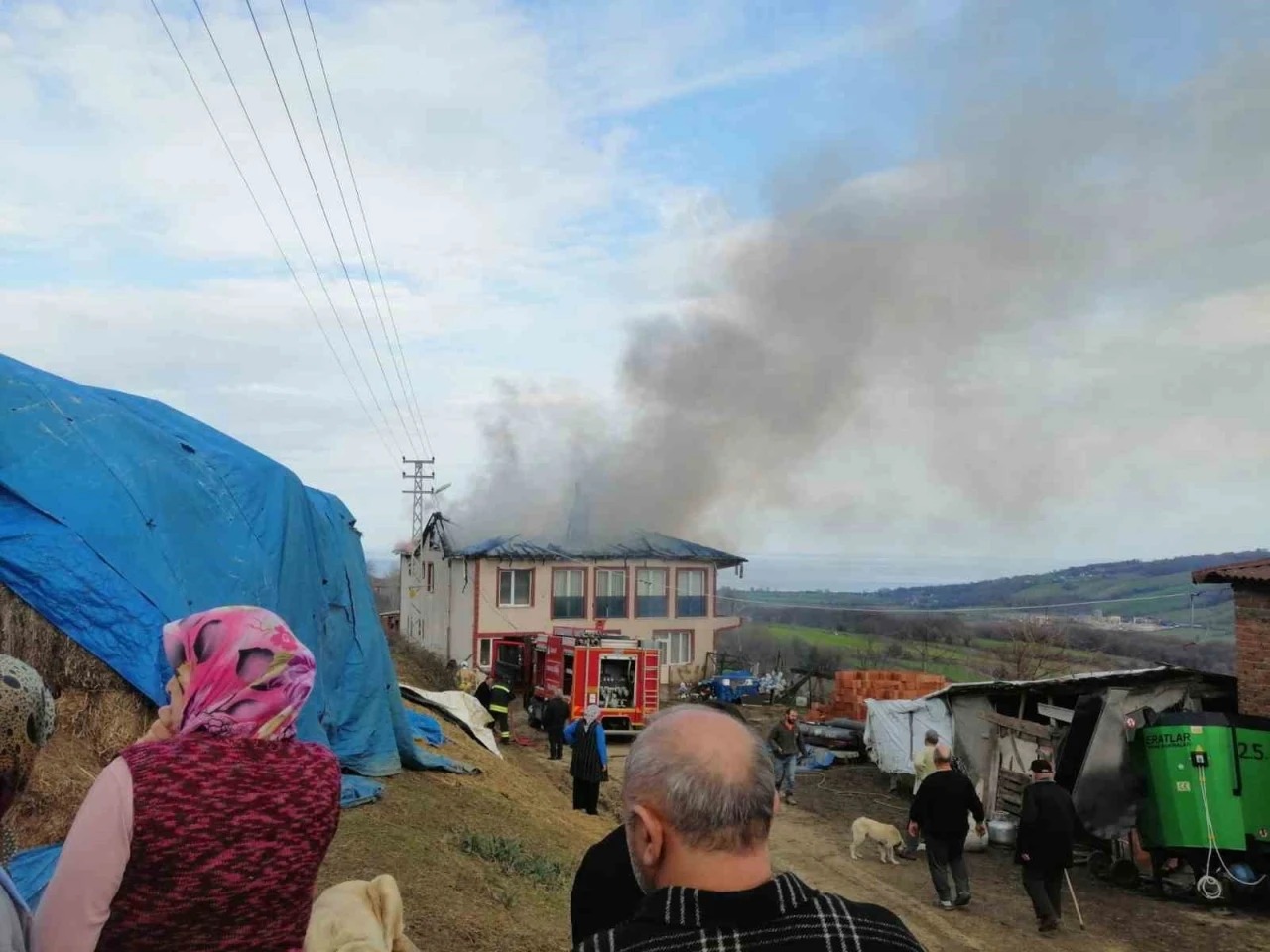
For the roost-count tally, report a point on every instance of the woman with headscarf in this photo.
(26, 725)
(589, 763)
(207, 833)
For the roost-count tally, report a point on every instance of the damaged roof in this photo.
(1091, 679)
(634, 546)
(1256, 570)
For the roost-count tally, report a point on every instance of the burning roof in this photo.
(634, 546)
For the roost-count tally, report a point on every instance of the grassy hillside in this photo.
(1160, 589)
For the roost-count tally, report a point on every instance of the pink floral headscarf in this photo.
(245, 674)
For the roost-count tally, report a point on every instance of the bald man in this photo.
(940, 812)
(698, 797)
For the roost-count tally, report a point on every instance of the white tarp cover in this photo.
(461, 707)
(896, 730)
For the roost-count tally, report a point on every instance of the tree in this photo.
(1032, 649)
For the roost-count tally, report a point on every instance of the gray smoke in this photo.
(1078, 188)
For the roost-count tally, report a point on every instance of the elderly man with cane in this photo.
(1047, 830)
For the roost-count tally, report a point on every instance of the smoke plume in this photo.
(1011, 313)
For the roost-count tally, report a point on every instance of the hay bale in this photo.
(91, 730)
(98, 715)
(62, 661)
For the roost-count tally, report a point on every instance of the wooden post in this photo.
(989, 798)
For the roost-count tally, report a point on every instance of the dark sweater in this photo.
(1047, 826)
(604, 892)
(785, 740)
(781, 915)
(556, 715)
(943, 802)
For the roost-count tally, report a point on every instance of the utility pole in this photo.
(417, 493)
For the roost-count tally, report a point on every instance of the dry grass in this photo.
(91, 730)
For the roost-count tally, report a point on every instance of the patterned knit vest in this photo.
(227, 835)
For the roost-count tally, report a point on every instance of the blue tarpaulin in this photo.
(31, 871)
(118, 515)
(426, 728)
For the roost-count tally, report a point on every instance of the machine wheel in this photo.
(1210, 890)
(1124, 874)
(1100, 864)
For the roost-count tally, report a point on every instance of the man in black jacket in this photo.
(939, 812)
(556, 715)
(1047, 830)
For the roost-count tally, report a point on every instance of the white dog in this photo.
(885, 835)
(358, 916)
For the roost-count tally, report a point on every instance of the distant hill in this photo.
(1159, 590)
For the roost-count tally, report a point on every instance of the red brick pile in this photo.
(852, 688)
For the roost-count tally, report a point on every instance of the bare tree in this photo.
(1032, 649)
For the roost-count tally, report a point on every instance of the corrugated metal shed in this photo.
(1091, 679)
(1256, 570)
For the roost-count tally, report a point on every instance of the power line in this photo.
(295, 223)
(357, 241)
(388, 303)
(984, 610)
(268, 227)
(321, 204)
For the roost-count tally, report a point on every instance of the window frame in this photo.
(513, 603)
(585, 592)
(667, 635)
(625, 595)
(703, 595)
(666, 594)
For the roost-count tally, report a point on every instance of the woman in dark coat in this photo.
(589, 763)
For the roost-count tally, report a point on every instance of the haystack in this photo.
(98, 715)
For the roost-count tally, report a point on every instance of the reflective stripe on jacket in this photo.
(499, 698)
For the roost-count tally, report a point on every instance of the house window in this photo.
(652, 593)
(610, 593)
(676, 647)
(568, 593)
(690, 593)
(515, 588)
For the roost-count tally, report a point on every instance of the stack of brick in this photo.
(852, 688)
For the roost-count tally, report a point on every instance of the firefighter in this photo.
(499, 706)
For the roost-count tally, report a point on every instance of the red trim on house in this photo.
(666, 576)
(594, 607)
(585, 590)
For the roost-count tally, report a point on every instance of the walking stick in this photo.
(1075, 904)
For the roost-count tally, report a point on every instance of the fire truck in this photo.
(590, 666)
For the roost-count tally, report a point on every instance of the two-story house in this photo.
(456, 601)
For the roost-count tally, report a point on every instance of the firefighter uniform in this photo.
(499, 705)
□ □ □
TRY IT: The records above are to be retyped exactly, with every picture left out.

SOLUTION TO THE EXERCISE:
For the roost-count tally, report a point on every instance of the woman with headscarf in this photo.
(26, 725)
(589, 763)
(207, 833)
For the roost-count tally, report a point on every instance of the damaged roof in this photo.
(1091, 679)
(634, 546)
(1256, 570)
For the roost-count tally, report a point on every instance of the burning roof in this photo.
(634, 546)
For the roost-count tally, report a point on every instance of the grassy hillside in this photo.
(1160, 589)
For the roost-count tally, report a point on every instance of the pink floral headscarf in this photo.
(245, 674)
For the roost-count tally, report a point on every instance of the bald man in this photo.
(940, 812)
(698, 797)
For the roost-count tally, report a point on every instance of the white tarp cover in this photo.
(461, 707)
(896, 730)
For the roost-count tally, report a point on every instance of the tree in this photo.
(1032, 649)
For the roost-count tally, report a point on every instance of the gray smoke in this photo.
(1078, 188)
For the roost-count tally, report a point on every instance of the elderly man with cane in this photo.
(1047, 830)
For the roost-count tally, report a point on every instance of the smoke plume in this photo.
(1011, 313)
For the roost-count tally, report a point on every instance of the hay bale in this photo.
(91, 730)
(98, 715)
(62, 661)
For the roost-count tally, report a point on every instance of the wooden post in this photo.
(989, 798)
For the roost-count tally, report a point on every instance of the dark sweater in this photo.
(1047, 826)
(604, 892)
(785, 740)
(781, 915)
(556, 715)
(943, 802)
For the roost-count tally, report a point on every instance of the utility pole in this photo.
(417, 493)
For the roost-count tally, report a point on every instance of the dry grass in this photo.
(91, 730)
For the roost-count tally, report a point on every instance of the patterned knit vest in this photo.
(227, 835)
For the roost-count tally, report a point on every instance of the blue tarpaulin in this photo.
(31, 871)
(118, 515)
(426, 728)
For the roost-count tally, report a point on every instance of the machine wheel in this photo.
(1210, 890)
(1124, 874)
(1100, 864)
For the roost-count tally, report a point on every instance of the man in black jacket in this photo.
(939, 812)
(556, 715)
(1047, 830)
For the roost-count tally, report a point on every instance of the white dog in this photo.
(885, 835)
(358, 916)
For the roost-count tally, report a point on every instance of the distant hill in this photo.
(1159, 590)
For the roost-count tally, report a point on every instance of the red brick pile in this photo.
(852, 688)
For the roost-count tally, report a point on every instance of the bare tree in this photo.
(1032, 649)
For the roost-count tally, report a point on every instance of the corrugated metal shed in this photo.
(1091, 679)
(1256, 570)
For the roost-count tally, report a point on every instance of the power line in this photo.
(295, 223)
(357, 241)
(388, 303)
(984, 610)
(268, 227)
(321, 204)
For the roost-count tally, report a point on every instance of the window frame in this photo.
(513, 603)
(585, 592)
(667, 635)
(625, 595)
(703, 595)
(666, 594)
For the roost-count tally, report a point on every instance of the woman in dark coat in this photo.
(589, 763)
For the roost-count tally, report a point on every instance of the haystack in this photo.
(98, 715)
For the roost-count tally, report a point on every instance of the reflective stripe on jacket in this photo.
(499, 698)
For the roost-count tally, report a point on every instance of the house window in this photo.
(652, 593)
(610, 593)
(676, 647)
(568, 593)
(690, 593)
(515, 588)
For the roost-count tally, report a point on every instance of the stack of brick in this photo.
(852, 688)
For the roost-count tally, report a point on every instance of the firefighter in this photo.
(499, 706)
For the roost-count tally, report a point on every instance of the red trim on house in this photo.
(666, 576)
(594, 607)
(585, 590)
For the roost-count tally, report a point on every instance of the walking stick in this photo.
(1075, 904)
For the roost-count tally, report a point on every instance of the fire truck in this photo.
(590, 666)
For the roost-count tally, report a point on every instance of the two-story house in this photo.
(456, 601)
For the roost-count tally, report a point on every instance of the firefighter uniform in this photo.
(499, 705)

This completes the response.